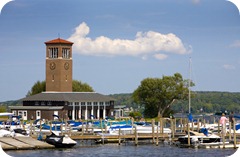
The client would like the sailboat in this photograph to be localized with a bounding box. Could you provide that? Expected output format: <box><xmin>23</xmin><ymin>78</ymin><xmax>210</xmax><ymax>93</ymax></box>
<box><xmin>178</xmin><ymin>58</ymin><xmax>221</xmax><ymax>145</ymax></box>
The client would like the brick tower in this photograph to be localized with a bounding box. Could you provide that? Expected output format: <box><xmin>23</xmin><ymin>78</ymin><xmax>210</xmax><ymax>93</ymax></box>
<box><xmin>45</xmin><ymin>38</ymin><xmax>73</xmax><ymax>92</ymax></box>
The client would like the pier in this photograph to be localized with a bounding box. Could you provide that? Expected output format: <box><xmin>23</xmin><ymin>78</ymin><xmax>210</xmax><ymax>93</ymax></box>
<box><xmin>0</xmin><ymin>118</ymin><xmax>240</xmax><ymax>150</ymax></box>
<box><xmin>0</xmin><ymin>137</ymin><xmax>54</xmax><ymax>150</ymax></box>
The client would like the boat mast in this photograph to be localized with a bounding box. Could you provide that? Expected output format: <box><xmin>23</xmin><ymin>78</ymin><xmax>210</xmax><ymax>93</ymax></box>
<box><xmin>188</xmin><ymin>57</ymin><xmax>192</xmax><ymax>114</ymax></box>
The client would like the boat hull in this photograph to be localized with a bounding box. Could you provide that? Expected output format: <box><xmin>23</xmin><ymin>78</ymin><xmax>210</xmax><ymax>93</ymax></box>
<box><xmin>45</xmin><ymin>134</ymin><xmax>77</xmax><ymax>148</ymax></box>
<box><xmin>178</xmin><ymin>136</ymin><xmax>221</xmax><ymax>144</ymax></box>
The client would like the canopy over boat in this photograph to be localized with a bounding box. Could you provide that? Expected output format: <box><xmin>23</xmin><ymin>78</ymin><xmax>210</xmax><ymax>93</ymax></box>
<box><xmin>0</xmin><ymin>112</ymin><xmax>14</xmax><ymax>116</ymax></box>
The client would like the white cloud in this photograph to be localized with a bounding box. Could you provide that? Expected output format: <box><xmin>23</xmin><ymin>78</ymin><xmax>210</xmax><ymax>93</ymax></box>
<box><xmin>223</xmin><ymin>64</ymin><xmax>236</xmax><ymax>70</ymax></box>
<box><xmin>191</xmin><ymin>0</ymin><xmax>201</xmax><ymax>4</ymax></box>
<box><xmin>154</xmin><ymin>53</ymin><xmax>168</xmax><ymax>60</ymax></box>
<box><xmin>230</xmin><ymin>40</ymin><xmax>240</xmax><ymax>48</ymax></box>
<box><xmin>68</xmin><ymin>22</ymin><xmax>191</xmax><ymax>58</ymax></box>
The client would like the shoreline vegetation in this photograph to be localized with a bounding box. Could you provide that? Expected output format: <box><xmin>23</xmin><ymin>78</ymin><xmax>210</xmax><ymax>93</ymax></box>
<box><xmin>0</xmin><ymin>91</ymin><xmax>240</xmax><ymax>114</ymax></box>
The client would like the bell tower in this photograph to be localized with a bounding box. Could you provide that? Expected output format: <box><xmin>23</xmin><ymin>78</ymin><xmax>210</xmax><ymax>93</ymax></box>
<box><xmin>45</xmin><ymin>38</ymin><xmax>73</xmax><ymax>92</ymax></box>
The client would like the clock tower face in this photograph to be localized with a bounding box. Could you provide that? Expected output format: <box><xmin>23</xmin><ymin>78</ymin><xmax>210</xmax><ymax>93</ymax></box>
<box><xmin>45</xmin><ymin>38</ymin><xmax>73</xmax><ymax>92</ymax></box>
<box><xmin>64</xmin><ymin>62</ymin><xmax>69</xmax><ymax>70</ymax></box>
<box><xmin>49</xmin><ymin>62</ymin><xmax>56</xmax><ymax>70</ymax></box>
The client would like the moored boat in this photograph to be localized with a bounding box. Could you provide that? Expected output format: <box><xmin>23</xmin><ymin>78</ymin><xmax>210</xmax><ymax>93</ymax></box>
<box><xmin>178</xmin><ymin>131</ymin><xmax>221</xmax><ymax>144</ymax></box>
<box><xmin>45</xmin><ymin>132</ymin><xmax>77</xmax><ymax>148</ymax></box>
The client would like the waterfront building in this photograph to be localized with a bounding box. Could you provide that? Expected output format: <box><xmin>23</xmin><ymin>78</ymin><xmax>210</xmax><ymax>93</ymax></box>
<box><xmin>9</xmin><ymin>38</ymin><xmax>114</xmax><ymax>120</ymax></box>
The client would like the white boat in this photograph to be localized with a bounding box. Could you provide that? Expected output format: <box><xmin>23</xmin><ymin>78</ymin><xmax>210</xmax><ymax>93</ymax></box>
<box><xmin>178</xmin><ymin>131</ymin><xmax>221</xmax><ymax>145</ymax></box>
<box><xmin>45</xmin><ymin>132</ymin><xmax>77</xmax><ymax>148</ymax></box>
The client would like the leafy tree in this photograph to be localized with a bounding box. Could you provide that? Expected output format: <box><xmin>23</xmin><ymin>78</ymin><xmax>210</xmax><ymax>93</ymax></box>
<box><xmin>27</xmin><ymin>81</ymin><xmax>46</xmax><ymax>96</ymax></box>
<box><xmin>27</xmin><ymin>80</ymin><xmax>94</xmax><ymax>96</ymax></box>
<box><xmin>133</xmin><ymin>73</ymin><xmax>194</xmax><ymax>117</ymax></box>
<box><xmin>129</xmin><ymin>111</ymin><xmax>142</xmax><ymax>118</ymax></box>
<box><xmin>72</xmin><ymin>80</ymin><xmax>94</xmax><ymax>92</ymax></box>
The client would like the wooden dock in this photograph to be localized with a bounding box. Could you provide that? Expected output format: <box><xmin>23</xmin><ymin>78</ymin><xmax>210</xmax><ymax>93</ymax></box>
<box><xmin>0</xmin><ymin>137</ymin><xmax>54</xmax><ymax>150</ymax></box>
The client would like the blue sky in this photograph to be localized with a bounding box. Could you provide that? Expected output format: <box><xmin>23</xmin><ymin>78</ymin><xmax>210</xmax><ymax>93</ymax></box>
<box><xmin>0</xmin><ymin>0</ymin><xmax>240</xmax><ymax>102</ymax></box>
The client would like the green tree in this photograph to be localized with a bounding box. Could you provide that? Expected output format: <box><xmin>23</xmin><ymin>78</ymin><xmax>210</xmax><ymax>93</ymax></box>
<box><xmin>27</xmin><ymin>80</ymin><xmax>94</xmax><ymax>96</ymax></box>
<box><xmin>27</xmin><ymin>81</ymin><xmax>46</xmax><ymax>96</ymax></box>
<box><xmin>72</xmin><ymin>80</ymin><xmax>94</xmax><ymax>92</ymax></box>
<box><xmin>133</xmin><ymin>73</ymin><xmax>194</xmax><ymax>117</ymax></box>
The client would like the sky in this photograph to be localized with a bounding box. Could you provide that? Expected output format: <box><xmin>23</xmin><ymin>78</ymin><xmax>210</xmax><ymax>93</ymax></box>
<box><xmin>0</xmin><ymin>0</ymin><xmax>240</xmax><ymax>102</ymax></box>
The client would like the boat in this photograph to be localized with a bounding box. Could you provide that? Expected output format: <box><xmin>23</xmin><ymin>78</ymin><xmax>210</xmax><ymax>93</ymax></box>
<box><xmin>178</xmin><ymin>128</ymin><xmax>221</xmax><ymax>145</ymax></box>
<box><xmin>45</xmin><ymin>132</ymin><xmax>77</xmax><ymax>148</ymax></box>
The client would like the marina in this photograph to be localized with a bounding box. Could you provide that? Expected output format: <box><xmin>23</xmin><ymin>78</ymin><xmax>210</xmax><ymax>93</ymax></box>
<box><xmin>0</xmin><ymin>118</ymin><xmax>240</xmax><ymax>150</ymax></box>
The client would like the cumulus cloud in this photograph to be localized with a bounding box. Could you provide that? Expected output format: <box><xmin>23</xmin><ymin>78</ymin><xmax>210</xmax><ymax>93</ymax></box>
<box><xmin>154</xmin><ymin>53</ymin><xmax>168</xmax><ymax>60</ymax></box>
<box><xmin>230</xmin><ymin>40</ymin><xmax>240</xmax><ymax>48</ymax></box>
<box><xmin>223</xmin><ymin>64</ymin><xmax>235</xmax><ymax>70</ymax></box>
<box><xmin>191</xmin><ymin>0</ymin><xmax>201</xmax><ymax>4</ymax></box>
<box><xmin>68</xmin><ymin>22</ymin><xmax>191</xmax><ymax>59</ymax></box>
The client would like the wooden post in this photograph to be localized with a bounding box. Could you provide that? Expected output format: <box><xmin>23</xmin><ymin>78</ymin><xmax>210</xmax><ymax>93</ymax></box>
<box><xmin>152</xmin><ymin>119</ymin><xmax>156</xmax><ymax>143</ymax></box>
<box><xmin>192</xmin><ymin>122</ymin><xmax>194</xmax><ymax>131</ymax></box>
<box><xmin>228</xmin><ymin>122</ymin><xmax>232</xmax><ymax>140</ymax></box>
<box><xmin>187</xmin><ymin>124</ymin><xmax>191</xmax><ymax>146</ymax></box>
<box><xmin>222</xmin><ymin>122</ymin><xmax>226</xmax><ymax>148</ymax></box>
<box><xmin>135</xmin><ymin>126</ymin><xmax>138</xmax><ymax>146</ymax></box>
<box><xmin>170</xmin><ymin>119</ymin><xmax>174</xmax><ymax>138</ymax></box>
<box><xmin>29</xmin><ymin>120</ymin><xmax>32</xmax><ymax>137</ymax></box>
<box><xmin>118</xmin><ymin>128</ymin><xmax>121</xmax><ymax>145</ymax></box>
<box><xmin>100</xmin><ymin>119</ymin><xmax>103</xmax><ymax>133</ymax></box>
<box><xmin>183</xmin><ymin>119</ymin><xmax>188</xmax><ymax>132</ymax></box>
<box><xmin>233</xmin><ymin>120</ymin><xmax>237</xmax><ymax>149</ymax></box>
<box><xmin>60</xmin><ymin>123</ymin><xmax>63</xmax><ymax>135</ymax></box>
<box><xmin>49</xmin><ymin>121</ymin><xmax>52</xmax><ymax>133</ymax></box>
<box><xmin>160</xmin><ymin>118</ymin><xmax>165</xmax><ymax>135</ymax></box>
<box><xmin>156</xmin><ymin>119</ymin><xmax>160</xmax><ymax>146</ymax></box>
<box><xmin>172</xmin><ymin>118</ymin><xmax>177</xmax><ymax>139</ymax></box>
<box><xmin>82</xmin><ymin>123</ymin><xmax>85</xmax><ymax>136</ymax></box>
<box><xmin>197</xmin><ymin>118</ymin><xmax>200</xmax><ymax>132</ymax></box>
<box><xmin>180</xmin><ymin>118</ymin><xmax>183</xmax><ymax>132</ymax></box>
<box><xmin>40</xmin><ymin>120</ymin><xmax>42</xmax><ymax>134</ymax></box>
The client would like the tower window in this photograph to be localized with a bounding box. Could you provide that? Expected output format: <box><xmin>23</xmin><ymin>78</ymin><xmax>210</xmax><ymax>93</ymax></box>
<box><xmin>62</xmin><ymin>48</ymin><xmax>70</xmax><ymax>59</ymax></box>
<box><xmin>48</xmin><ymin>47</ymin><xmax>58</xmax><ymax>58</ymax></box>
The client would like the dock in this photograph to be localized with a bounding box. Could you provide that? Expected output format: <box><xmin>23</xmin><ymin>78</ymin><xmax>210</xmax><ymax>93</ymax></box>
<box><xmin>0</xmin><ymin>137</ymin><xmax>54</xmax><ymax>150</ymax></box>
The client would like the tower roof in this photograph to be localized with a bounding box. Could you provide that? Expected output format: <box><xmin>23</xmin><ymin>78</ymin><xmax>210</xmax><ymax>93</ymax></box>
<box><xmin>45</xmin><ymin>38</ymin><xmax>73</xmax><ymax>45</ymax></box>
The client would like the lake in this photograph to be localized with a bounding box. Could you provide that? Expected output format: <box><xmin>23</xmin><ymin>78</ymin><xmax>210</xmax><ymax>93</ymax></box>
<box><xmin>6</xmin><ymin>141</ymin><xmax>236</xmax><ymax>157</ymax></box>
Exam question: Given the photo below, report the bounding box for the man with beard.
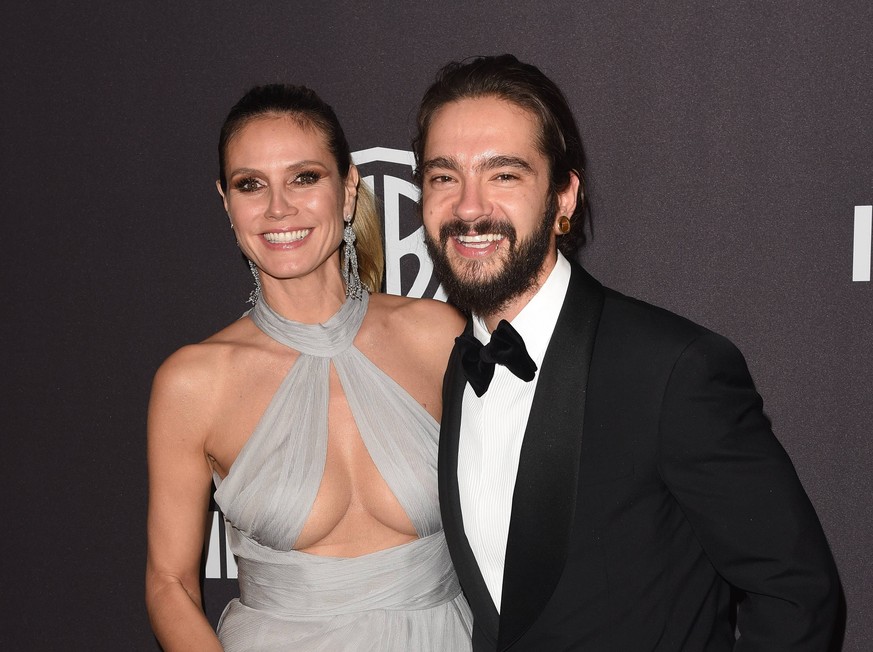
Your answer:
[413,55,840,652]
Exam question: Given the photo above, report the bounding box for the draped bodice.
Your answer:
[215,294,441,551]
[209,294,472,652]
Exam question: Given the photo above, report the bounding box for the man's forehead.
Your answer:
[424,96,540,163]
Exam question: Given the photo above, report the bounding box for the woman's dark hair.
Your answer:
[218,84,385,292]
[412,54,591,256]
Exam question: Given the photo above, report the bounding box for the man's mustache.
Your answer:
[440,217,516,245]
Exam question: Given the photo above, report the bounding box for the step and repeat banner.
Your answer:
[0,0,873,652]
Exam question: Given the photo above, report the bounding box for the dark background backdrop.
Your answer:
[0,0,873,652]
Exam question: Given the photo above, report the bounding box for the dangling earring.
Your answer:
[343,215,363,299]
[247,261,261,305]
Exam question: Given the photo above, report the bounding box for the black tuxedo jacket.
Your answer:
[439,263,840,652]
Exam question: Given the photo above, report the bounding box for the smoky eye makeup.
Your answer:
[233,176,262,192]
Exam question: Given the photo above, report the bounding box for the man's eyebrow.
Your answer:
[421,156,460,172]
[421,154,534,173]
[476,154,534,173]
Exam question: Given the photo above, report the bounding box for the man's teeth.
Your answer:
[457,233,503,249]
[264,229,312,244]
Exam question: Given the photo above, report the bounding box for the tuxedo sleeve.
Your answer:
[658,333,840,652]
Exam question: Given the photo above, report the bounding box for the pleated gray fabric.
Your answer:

* **WHAT YOU HAVE TO DO**
Quote the entries above verbatim, beginning with the line that contains "The client would like the tower window" and ending after the line that contains "[209,294,472,652]", both included. Omit the pictures from your reply.

* **TASK RESPONSE**
The client would like the tower window in this photograph to be localized with a bounding box. Could you provide that? Expected output format: <box><xmin>23</xmin><ymin>78</ymin><xmax>210</xmax><ymax>93</ymax></box>
<box><xmin>62</xmin><ymin>48</ymin><xmax>70</xmax><ymax>59</ymax></box>
<box><xmin>48</xmin><ymin>47</ymin><xmax>58</xmax><ymax>58</ymax></box>
The client would like the dock in this photograph to be localized with a bounding box. Could you provide that? Expected output format: <box><xmin>23</xmin><ymin>78</ymin><xmax>210</xmax><ymax>93</ymax></box>
<box><xmin>0</xmin><ymin>137</ymin><xmax>54</xmax><ymax>150</ymax></box>
The client would like the tower roof in this photograph to be localized with a bounding box. Could you provide that? Expected output format: <box><xmin>23</xmin><ymin>78</ymin><xmax>210</xmax><ymax>93</ymax></box>
<box><xmin>45</xmin><ymin>38</ymin><xmax>73</xmax><ymax>45</ymax></box>
The client would like the lake in this photograph to be localized with a bounding box. Could you provide that? Expected output format: <box><xmin>23</xmin><ymin>78</ymin><xmax>210</xmax><ymax>93</ymax></box>
<box><xmin>6</xmin><ymin>141</ymin><xmax>236</xmax><ymax>157</ymax></box>
Exam question: Given the photo below, report the bounding box for the man with beard.
Your answer:
[413,55,840,652]
Exam question: Given the photo above, report the bounding box for the draped bodice.
Your answer:
[215,294,441,551]
[209,294,472,652]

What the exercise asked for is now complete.